- _TESTO ESTRATTO_:
□ □ □ □ □ □ □

In fondo, è questo che Spalletti rappresenta. È un costruttore di comunità. Indifferente al clima che si respira, anche il più avvelenato. Scevro dalle pressioni sui nomi da far girare. Spalletti costruisce, costruisce e basta, a partire da mattoni grezzi o perlomeno considerati tali. E allora eccoci qui, fra scalinate azzurre in una giungla metropolitana in cui le bandiere legano come liane una balconata all’altra. Le tre squadre che egemonizzano giornali e pubblicità, commentatori e spazi pubblici, stavolta sono state fermate. Stavolta l’attenzione se la sono presa con la forza, una forza solo agonistica, i napoletani. Se la sono presa senza bisogno di comprare spazi per le campagne abbonamenti, senza il favore dei media. Talento puro. Talento e basta.
Il bambino e Maradona
Avevo undici anni quando il Napoli vinse l’ultimo scudetto, ebbi la fortuna d’essere bambino quando c’era Maradona, e anche lì ci sentivamo comunità, comunità vera, anche contro il sangue del tuo sangue che tifava diversamente: «parimm na famiglia sultant dint’ cà» (come cantava il grande Nino D’Angelo del San Paolo di quegli anni). Il mio amatissimo cugino Stefano — anzi, fratocugino, come si dice nella mia terra — tifava per la Juventus, perché per troppi anni il Napoli era stata una squadra senza vittorie.

□ □ □ □ □ □ □

[Voci prese da una raccolta]

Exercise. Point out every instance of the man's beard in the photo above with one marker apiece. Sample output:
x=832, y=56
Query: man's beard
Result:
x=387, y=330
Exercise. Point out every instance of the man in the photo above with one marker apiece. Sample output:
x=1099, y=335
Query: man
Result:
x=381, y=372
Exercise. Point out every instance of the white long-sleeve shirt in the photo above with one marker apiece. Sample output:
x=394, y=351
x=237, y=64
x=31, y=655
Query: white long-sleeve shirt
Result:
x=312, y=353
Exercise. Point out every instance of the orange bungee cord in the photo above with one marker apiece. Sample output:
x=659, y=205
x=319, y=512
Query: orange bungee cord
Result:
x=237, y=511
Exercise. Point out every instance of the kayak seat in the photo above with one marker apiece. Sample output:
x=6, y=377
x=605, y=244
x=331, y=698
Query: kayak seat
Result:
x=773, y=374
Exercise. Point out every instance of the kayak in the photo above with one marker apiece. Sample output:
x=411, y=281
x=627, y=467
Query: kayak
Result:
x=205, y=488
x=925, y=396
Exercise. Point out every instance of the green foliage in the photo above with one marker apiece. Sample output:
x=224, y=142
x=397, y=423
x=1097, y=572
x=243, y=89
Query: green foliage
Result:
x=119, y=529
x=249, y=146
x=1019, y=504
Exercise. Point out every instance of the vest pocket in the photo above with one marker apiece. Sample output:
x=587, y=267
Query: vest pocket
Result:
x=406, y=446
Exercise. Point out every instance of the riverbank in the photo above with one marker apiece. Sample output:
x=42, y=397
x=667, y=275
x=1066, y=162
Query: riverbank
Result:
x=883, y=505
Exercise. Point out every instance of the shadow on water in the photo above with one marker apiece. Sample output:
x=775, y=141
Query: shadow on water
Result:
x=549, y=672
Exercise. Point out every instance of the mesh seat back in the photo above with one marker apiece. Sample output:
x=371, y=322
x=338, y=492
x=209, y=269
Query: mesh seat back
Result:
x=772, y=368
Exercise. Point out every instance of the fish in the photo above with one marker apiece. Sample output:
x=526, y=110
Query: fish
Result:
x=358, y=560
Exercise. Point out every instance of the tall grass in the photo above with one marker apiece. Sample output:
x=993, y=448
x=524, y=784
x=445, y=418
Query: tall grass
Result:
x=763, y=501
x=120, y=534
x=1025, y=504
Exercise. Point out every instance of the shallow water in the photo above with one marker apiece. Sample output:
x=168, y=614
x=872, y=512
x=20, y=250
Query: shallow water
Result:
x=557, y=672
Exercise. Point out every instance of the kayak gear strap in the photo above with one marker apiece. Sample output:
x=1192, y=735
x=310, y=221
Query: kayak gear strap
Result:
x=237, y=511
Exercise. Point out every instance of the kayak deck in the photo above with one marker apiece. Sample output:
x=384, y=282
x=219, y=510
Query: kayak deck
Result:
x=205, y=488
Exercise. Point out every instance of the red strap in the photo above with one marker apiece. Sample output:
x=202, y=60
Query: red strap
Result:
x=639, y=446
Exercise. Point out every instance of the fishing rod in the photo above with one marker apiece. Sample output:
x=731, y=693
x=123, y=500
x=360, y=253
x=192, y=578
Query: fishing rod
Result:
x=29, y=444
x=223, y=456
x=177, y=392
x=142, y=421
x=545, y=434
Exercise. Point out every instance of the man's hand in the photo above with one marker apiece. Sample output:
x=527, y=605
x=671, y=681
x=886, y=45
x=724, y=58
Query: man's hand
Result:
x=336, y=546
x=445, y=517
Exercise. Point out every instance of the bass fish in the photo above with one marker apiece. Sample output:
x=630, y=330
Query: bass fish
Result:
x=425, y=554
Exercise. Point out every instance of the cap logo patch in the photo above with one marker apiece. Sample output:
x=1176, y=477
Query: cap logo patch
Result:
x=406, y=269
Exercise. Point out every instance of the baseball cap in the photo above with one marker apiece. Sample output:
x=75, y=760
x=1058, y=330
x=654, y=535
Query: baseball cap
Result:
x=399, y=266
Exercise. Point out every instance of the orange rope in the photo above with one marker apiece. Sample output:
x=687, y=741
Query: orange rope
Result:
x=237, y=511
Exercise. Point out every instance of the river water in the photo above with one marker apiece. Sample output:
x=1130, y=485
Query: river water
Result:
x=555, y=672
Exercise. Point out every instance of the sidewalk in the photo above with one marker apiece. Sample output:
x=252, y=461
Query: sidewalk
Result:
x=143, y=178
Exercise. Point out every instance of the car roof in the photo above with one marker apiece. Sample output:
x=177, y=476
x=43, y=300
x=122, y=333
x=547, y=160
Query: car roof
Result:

□ □ □ □ □ □ □

- _COSE DA FARE_:
1 - Cambia "Maradona" in "Diego" nel testo sul Napoli, a partire da "Il bambino e" e proseguendo fino a "squadra senza vittorie.", e riporta il passo così modificato.
2 - Nel testo sul Napoli, per quale squadra tifava il cugino Stefano?
Le righe sono materiale a sé, distinto dal testo.

- _SOLUZIONI PER COMPITO_:
1 -
Il bambino e Diego
Avevo undici anni quando il Napoli vinse l’ultimo scudetto, ebbi la fortuna d’essere bambino quando c’era Diego, e anche lì ci sentivamo comunità, comunità vera, anche contro il sangue del tuo sangue che tifava diversamente: «parimm na famiglia sultant dint’ cà» (come cantava il grande Nino D’Angelo del San Paolo di quegli anni). Il mio amatissimo cugino Stefano — anzi, fratocugino, come si dice nella mia terra — tifava per la Juventus, perché per troppi anni il Napoli era stata una squadra senza vittorie.

2 - Per la Juventus.